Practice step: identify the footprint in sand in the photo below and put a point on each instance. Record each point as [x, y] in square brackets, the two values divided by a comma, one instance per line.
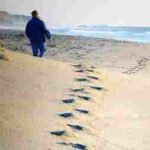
[77, 65]
[82, 80]
[59, 133]
[79, 70]
[66, 115]
[93, 77]
[97, 88]
[78, 146]
[75, 127]
[89, 70]
[68, 101]
[77, 90]
[82, 111]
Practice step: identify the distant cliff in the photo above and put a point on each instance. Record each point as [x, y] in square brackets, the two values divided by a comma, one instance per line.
[12, 19]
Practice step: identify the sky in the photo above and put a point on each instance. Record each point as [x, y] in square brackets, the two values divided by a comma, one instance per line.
[84, 12]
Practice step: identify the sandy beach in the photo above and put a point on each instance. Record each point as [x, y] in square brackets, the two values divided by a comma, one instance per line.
[87, 93]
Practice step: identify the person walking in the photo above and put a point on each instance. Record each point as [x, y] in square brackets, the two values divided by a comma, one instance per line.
[37, 33]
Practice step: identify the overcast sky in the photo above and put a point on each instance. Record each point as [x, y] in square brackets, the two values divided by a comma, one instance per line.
[76, 12]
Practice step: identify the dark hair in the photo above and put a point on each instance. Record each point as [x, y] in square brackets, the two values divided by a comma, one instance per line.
[34, 13]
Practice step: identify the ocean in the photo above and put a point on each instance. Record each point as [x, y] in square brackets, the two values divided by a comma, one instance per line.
[133, 34]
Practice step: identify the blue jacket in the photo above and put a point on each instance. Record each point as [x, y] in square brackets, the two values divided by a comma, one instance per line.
[36, 31]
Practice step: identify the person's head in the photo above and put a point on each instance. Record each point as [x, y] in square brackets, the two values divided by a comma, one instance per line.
[34, 13]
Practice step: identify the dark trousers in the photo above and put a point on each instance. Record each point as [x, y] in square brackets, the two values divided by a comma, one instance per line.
[38, 49]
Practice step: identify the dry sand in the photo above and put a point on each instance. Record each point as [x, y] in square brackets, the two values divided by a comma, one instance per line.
[31, 91]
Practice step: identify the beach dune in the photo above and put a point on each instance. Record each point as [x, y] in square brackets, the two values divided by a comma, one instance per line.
[51, 105]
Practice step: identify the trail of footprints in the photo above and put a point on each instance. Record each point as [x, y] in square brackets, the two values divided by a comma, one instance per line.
[80, 94]
[141, 64]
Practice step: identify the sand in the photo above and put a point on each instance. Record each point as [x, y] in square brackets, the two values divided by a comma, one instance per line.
[32, 90]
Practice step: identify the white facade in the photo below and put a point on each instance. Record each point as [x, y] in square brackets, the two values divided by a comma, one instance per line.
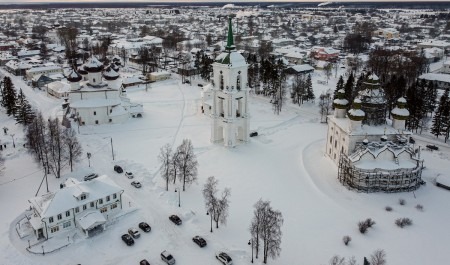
[85, 205]
[230, 118]
[97, 101]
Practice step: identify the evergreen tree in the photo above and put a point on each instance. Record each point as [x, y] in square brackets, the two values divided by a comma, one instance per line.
[24, 113]
[9, 96]
[416, 103]
[430, 97]
[339, 86]
[309, 90]
[439, 124]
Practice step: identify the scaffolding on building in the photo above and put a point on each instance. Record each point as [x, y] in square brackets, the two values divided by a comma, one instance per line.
[379, 180]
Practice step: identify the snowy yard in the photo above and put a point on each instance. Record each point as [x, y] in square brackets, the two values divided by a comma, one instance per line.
[284, 164]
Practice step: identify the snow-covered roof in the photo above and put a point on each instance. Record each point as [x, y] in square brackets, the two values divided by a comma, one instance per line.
[443, 180]
[400, 112]
[59, 201]
[95, 103]
[91, 219]
[436, 77]
[232, 58]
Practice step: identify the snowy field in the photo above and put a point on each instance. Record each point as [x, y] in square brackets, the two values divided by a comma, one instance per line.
[284, 164]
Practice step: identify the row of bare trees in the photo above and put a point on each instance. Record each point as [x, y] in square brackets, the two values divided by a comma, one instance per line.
[52, 145]
[265, 230]
[216, 206]
[180, 164]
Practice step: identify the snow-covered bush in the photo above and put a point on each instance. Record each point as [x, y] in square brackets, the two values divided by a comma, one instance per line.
[362, 226]
[402, 222]
[346, 240]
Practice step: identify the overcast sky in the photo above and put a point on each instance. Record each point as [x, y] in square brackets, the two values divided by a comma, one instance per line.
[222, 1]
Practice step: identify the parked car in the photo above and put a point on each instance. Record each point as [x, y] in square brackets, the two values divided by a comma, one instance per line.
[134, 232]
[253, 134]
[175, 219]
[91, 176]
[432, 147]
[118, 169]
[199, 241]
[136, 184]
[127, 239]
[145, 227]
[167, 257]
[144, 262]
[224, 258]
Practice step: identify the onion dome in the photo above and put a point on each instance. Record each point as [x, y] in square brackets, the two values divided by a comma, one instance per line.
[340, 102]
[73, 76]
[93, 65]
[81, 70]
[400, 112]
[356, 113]
[115, 67]
[110, 74]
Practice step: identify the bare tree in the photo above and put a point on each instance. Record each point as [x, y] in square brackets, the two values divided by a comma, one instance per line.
[73, 147]
[164, 157]
[187, 165]
[336, 260]
[174, 164]
[1, 164]
[266, 226]
[56, 147]
[217, 207]
[378, 257]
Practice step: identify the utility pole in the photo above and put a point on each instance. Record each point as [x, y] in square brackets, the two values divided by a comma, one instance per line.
[112, 149]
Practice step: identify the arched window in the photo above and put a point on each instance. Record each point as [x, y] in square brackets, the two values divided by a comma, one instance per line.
[238, 82]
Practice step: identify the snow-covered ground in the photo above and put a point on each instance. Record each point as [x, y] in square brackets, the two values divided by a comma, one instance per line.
[284, 164]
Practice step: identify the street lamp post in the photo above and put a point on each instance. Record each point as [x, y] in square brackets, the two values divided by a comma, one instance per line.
[250, 242]
[179, 196]
[12, 136]
[89, 158]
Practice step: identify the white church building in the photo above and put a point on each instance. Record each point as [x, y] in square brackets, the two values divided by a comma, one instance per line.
[371, 153]
[227, 97]
[86, 205]
[100, 99]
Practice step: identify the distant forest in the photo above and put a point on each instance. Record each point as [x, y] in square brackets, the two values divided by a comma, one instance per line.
[287, 5]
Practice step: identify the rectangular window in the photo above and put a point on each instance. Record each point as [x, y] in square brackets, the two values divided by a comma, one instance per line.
[66, 224]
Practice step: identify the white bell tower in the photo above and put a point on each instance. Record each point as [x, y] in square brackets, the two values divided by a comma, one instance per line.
[230, 118]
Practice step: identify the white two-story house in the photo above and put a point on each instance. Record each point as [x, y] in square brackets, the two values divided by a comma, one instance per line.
[86, 205]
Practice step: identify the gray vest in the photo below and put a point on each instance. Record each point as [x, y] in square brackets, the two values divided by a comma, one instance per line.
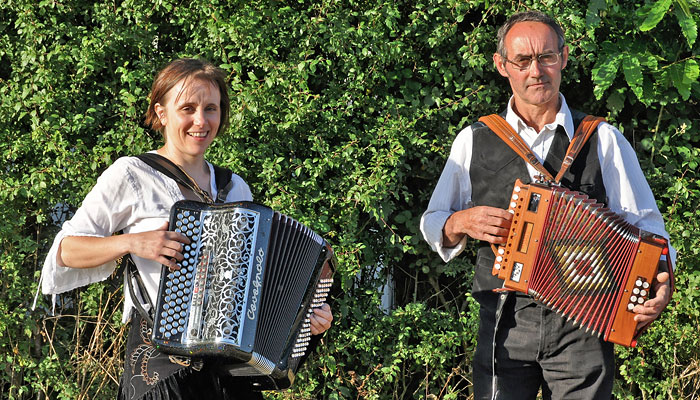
[494, 169]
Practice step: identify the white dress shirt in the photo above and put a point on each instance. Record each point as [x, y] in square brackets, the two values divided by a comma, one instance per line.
[129, 196]
[628, 192]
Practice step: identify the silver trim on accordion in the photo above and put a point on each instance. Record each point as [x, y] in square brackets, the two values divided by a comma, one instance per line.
[244, 292]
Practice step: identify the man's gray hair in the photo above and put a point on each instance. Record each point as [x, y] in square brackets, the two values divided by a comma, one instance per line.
[528, 16]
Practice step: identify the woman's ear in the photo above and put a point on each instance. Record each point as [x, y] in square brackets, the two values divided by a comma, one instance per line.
[160, 112]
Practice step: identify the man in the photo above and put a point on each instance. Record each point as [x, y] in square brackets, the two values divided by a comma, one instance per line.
[523, 346]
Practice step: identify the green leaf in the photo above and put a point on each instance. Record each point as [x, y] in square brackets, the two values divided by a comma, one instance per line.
[632, 69]
[654, 15]
[683, 75]
[606, 68]
[685, 19]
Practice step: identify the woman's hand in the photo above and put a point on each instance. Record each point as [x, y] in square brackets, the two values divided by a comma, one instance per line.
[321, 319]
[159, 245]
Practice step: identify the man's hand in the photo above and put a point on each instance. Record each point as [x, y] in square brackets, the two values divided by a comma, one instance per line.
[160, 245]
[321, 319]
[482, 223]
[651, 309]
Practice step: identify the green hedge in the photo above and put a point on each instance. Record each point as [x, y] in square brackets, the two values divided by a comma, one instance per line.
[343, 113]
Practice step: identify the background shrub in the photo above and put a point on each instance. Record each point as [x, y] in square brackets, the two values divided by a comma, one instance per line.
[343, 113]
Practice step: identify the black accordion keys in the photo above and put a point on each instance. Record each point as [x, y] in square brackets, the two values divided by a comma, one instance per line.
[244, 292]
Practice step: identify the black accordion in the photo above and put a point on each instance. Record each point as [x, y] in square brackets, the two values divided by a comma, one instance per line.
[244, 292]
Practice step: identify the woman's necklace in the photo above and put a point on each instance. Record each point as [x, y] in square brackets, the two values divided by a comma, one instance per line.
[204, 195]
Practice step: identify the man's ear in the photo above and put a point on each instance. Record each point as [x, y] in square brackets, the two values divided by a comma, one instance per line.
[499, 62]
[564, 56]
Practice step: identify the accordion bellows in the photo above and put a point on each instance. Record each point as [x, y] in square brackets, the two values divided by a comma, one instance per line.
[578, 258]
[244, 292]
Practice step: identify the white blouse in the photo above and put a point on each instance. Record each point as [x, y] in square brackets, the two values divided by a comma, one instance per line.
[129, 196]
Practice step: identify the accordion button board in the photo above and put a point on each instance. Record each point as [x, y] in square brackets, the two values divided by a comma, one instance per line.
[578, 258]
[245, 290]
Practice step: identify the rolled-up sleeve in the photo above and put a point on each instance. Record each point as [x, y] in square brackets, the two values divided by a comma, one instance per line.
[104, 210]
[452, 193]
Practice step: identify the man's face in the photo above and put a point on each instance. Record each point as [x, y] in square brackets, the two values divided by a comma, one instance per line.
[537, 85]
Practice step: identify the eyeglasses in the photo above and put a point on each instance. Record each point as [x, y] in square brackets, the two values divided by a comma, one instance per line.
[546, 60]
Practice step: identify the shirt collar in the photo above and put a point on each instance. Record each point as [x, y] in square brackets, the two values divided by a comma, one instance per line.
[562, 118]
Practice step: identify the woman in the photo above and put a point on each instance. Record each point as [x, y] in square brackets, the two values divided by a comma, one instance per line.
[189, 105]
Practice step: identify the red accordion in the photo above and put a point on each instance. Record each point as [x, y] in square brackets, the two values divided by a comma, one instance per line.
[578, 258]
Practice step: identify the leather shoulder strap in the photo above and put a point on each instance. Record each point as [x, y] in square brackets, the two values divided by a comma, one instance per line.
[583, 133]
[222, 176]
[499, 126]
[174, 172]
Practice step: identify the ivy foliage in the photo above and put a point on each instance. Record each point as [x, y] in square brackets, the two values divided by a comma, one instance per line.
[343, 113]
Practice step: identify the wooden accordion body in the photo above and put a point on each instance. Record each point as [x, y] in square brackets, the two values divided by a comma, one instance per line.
[578, 258]
[244, 292]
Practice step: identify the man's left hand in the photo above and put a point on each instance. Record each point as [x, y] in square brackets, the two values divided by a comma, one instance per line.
[651, 309]
[321, 319]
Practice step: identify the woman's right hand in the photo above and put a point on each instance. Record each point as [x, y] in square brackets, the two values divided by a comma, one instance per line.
[159, 245]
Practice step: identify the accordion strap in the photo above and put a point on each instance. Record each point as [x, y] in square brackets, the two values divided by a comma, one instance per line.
[222, 176]
[583, 133]
[506, 132]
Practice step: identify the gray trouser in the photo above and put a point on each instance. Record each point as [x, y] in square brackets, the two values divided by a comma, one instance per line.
[537, 348]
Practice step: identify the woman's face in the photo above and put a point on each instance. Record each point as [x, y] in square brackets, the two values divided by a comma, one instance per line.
[190, 116]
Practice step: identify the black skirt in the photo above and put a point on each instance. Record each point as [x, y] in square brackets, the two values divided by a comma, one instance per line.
[152, 375]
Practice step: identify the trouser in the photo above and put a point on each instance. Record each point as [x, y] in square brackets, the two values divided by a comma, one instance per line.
[531, 347]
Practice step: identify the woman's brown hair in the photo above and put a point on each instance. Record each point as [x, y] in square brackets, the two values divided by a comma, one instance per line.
[185, 69]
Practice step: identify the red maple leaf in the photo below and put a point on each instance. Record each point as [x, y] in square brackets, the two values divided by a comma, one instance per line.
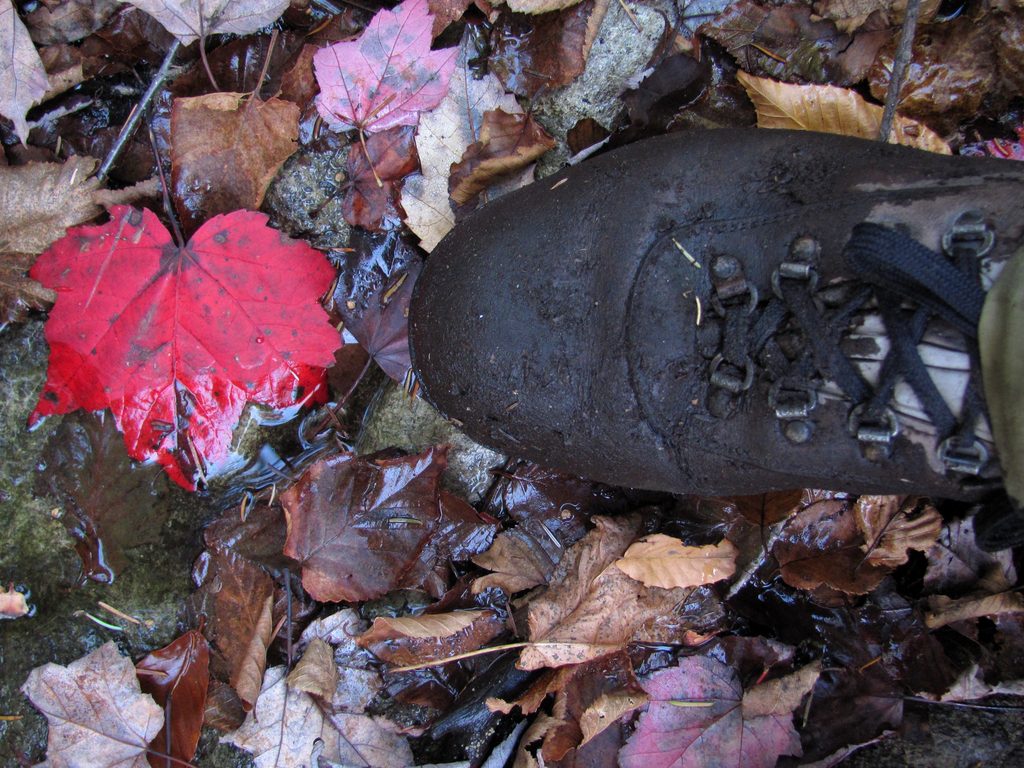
[175, 340]
[385, 77]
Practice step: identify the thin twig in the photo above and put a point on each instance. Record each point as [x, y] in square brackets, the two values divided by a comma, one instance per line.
[900, 65]
[128, 129]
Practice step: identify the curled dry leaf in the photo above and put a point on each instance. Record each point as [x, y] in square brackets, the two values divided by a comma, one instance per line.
[13, 603]
[409, 640]
[507, 143]
[23, 77]
[237, 598]
[315, 673]
[441, 137]
[361, 527]
[96, 712]
[698, 715]
[190, 19]
[660, 560]
[109, 505]
[823, 545]
[892, 524]
[387, 76]
[943, 610]
[830, 110]
[177, 677]
[225, 150]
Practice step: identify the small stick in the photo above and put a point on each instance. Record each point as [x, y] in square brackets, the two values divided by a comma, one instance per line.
[900, 65]
[128, 129]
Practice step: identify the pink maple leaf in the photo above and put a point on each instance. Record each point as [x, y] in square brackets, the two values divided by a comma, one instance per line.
[175, 341]
[387, 76]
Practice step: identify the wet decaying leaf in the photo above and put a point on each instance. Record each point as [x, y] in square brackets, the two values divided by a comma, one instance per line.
[387, 76]
[176, 677]
[952, 69]
[361, 527]
[190, 19]
[699, 715]
[96, 713]
[410, 640]
[380, 321]
[109, 506]
[441, 137]
[660, 560]
[23, 78]
[225, 150]
[537, 53]
[236, 597]
[830, 110]
[506, 143]
[389, 157]
[229, 342]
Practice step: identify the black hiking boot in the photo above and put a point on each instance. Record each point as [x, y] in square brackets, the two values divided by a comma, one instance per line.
[729, 312]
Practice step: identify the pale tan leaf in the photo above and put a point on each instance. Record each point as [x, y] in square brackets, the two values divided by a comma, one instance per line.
[23, 77]
[97, 714]
[283, 726]
[315, 673]
[441, 137]
[516, 564]
[607, 710]
[430, 626]
[660, 560]
[12, 603]
[186, 19]
[829, 110]
[540, 6]
[780, 696]
[39, 201]
[544, 654]
[890, 530]
[945, 610]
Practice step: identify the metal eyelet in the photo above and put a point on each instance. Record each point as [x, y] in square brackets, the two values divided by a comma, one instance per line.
[786, 402]
[879, 434]
[969, 228]
[752, 302]
[794, 270]
[960, 457]
[728, 381]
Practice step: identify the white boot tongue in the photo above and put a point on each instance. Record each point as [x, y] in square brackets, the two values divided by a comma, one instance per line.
[942, 351]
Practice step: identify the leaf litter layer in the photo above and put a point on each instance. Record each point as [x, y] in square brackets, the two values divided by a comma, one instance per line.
[624, 628]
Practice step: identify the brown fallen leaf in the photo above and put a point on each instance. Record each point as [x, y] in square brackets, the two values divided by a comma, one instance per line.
[830, 110]
[822, 545]
[660, 560]
[409, 640]
[531, 53]
[943, 610]
[190, 19]
[957, 565]
[97, 714]
[849, 14]
[507, 143]
[364, 526]
[952, 70]
[23, 77]
[177, 677]
[441, 137]
[893, 524]
[237, 598]
[315, 673]
[108, 505]
[225, 150]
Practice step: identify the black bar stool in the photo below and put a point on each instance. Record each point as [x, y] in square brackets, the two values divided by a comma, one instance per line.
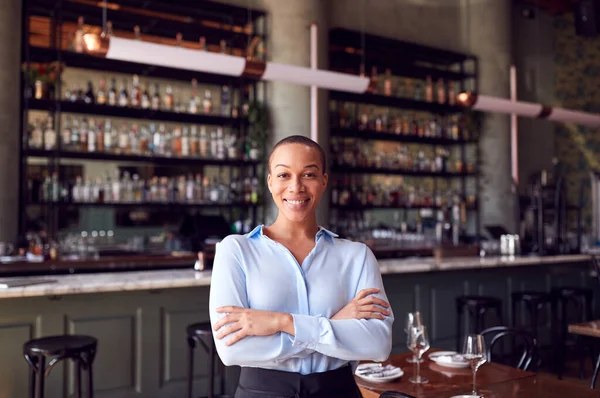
[477, 307]
[534, 303]
[201, 333]
[79, 348]
[581, 299]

● ● ●

> **Work to do**:
In the records above, find the line containing "Practice step: identify the white boot", then please restate it and each line after it word for word, pictures excluded.

> **The solution**:
Practice step: identify the white boot tongue in the photo above and put a point on each instance. Record each point as [x, y] in square brackets, the two values divided by a comma, one instance per line.
[942, 351]
Practice step: identify the leaf litter layer in the photo above and put a point on each instance. Record each point as [x, y] in square brackets, the two values divided by a comma, one instance per line.
[624, 628]
Practice step: identify the brown fallen leaf in the photo above and put a point on each instance. Record each point as [x, y] in square brackets, the two values divided by a comma, one instance per line.
[830, 110]
[822, 545]
[660, 560]
[409, 640]
[531, 53]
[943, 610]
[190, 19]
[957, 565]
[97, 714]
[849, 14]
[507, 143]
[364, 526]
[952, 70]
[23, 77]
[177, 677]
[441, 137]
[893, 524]
[237, 598]
[315, 673]
[108, 505]
[225, 150]
Practice step: identify the black bar stool in the photo below and put a point on each instance. Record each point as [x, y] in square brackets, the two values divided by a comma, one instance per line.
[477, 307]
[534, 303]
[201, 333]
[79, 348]
[581, 299]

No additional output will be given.